[Records from a data source]
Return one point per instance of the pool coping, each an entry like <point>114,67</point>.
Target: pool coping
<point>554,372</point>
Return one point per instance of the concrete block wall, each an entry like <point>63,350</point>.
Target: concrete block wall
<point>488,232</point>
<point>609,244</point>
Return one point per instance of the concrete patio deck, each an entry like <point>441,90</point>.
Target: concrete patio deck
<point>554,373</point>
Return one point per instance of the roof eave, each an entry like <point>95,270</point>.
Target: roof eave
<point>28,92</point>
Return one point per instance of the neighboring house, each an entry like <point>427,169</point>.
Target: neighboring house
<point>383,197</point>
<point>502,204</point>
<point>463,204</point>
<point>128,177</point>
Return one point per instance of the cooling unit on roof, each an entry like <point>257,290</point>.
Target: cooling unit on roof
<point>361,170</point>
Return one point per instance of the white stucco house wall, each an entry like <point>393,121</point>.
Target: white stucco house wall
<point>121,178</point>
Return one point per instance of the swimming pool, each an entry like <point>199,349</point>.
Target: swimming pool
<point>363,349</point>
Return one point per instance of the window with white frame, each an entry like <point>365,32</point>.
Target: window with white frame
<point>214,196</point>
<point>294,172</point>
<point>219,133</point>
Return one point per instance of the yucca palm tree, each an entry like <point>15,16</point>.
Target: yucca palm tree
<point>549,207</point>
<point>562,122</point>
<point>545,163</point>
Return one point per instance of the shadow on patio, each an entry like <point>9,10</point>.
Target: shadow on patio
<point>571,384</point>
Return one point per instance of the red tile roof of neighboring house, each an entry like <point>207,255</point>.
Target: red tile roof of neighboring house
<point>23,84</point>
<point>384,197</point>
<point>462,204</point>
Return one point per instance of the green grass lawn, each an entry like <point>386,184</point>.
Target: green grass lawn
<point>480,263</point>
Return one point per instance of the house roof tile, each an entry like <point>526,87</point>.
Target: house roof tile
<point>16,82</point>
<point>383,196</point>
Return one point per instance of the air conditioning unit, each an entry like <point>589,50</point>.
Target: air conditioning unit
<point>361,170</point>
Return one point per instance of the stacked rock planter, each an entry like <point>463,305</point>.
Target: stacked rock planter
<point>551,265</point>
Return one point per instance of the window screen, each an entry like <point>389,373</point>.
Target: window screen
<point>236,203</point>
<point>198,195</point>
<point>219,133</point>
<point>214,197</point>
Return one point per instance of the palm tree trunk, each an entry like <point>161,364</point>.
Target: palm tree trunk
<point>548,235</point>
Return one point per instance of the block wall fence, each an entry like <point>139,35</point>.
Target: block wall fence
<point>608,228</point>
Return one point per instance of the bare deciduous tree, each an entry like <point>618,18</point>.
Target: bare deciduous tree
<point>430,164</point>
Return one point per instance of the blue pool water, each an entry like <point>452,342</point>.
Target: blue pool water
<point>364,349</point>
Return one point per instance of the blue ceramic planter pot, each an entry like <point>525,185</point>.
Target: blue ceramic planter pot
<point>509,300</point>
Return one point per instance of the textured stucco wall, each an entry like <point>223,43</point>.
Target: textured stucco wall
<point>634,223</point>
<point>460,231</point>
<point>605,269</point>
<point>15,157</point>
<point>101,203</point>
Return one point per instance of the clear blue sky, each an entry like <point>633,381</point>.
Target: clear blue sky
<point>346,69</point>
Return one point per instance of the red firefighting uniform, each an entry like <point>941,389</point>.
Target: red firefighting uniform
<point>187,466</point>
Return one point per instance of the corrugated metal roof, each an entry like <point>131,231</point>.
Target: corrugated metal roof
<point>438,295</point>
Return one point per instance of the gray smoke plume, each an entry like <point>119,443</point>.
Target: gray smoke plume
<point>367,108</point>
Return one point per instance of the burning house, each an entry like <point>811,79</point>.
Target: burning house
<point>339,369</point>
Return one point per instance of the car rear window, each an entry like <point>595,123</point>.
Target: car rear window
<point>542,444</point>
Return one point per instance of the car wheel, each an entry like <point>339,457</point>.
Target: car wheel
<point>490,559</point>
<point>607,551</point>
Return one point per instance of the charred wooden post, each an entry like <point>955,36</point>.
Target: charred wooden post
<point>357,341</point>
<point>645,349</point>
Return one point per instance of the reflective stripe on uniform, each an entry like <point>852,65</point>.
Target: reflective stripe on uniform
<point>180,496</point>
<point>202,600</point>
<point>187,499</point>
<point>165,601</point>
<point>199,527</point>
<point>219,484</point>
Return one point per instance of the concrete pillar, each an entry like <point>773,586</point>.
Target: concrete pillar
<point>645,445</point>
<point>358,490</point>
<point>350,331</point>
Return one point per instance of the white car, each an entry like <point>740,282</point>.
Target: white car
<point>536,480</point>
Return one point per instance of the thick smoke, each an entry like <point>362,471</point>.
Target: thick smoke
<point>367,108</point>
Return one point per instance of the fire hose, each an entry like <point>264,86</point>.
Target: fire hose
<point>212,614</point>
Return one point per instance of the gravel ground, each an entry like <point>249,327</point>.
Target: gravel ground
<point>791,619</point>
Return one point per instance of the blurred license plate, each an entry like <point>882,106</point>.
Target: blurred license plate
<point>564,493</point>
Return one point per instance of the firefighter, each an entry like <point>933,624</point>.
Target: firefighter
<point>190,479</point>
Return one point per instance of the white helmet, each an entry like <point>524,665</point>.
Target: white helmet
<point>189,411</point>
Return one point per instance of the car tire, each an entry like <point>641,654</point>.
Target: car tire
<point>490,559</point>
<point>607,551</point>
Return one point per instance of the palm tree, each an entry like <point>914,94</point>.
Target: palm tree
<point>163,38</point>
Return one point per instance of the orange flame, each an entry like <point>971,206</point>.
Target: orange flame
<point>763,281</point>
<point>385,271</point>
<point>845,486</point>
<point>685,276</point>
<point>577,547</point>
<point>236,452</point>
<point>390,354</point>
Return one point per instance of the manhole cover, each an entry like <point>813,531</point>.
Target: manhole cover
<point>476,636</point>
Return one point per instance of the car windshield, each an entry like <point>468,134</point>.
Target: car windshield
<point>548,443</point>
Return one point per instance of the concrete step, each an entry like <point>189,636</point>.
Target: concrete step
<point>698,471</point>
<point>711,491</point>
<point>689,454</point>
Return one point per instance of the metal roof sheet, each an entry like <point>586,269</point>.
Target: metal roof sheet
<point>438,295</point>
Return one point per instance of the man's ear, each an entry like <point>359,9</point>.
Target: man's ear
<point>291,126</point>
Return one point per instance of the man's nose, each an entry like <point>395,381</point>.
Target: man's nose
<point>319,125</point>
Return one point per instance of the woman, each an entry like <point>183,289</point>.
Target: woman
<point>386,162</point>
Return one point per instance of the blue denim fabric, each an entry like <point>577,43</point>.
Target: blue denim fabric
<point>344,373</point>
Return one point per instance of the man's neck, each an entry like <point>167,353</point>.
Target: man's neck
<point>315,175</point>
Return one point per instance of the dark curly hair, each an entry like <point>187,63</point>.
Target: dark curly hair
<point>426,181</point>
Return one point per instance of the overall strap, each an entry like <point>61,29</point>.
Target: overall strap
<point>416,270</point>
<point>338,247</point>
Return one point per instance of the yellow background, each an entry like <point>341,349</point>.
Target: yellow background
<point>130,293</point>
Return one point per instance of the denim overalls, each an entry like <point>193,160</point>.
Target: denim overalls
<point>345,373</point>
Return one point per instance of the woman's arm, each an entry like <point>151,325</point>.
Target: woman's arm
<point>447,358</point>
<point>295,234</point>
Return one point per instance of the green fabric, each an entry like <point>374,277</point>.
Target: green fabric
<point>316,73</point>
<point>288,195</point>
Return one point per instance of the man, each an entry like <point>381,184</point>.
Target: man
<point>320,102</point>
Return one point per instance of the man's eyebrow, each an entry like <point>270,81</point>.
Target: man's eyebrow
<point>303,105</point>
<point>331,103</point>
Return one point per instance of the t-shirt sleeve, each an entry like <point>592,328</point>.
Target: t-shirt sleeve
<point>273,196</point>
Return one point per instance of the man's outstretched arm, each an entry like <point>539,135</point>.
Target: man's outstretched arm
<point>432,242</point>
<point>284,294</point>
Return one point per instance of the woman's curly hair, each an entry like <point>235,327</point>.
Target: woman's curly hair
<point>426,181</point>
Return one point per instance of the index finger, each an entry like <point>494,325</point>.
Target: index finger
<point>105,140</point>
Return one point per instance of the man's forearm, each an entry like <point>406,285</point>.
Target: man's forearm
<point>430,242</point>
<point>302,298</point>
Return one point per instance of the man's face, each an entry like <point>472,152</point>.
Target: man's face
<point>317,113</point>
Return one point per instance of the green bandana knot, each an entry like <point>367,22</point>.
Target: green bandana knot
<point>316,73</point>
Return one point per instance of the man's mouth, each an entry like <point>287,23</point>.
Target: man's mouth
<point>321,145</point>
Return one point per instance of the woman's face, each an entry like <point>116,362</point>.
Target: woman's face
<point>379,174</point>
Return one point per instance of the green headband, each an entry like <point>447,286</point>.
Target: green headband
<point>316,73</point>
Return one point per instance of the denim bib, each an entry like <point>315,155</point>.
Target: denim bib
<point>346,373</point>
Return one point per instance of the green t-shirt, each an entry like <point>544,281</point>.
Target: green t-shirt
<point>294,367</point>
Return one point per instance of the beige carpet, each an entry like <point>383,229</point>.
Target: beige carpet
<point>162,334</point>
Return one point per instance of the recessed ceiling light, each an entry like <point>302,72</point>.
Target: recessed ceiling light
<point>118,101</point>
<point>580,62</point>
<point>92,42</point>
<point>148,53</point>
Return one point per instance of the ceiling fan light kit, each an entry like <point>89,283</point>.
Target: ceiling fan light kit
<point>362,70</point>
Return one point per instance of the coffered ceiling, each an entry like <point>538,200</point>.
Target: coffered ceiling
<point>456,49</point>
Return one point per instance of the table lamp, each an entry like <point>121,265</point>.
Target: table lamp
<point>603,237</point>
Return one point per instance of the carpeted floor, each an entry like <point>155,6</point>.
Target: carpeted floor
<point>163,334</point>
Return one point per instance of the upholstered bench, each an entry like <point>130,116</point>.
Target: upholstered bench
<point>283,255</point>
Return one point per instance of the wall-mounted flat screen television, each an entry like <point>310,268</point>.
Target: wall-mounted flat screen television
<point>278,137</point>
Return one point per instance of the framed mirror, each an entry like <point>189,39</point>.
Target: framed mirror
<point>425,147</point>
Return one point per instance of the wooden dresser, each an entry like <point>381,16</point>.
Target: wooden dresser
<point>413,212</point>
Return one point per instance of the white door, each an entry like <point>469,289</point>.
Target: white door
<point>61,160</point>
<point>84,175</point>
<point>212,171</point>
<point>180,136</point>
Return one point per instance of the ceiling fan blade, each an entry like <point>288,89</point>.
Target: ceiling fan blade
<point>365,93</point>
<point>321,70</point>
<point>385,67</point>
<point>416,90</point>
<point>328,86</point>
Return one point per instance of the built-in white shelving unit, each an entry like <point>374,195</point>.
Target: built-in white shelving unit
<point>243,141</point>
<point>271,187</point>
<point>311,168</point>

#### [Aim of the task]
Copy the records above exactly, beginning at the line that contains "Target: thick smoke" and stopping after the line that contains "Return one point per instance of the gravel".

#### [Result]
Target: thick smoke
<point>367,108</point>
Return one point per instance of the fire hose, each an entry like <point>264,86</point>.
Target: fire hose
<point>212,614</point>
Return one point per instance of the gravel ground, each an entry like <point>249,327</point>.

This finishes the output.